(Point localization data)
+ + + + +
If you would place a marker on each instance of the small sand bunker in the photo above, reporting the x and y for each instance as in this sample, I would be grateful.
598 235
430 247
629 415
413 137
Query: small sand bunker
+ + + + +
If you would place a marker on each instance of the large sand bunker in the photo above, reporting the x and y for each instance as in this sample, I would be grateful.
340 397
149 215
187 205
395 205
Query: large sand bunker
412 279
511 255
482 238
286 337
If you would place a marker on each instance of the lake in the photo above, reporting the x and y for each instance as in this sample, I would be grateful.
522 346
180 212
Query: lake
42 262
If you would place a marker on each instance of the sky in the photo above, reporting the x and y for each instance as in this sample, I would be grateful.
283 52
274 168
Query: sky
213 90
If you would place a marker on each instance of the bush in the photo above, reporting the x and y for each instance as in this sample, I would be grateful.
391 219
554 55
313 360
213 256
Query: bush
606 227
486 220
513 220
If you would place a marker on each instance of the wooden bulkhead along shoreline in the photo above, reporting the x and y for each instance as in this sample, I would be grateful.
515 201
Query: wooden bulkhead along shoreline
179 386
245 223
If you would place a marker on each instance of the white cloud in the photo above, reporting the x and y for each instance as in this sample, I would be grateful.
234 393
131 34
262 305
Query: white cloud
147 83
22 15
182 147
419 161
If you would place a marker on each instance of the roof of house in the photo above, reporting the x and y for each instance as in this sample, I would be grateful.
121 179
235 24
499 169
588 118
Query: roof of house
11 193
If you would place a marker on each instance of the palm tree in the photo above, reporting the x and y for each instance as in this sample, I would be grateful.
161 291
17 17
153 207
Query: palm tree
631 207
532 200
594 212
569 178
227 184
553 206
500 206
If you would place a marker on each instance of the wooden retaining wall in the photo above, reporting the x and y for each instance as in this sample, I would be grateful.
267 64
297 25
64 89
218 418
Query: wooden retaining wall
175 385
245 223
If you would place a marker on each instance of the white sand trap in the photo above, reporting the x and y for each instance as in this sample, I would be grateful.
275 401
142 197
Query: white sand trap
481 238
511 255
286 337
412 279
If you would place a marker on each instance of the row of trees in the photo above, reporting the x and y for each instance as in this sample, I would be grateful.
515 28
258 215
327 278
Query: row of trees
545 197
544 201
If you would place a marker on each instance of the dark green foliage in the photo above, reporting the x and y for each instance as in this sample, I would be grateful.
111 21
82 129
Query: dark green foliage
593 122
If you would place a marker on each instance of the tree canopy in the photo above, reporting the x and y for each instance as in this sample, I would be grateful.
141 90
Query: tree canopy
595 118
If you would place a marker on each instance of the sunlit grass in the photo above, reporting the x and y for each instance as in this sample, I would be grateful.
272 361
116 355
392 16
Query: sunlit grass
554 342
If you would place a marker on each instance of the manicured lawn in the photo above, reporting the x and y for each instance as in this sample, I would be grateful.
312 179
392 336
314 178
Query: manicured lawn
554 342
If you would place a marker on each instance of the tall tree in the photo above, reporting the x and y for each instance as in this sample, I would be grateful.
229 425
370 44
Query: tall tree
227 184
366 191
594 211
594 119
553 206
+ + + + +
(WHAT YOU WILL DO) Starting with the line that holds "of the small" and ending with the line that holds "Query: small sand bunker", retype every line in the data above exactly, and nothing else.

(OUTPUT BELOW)
If you would place a marker on each instance of the small sand bunker in the photo above, reporting the x and y for each instance as in this sample, I would be grateful.
598 235
430 247
629 415
413 137
Query: small sand bunker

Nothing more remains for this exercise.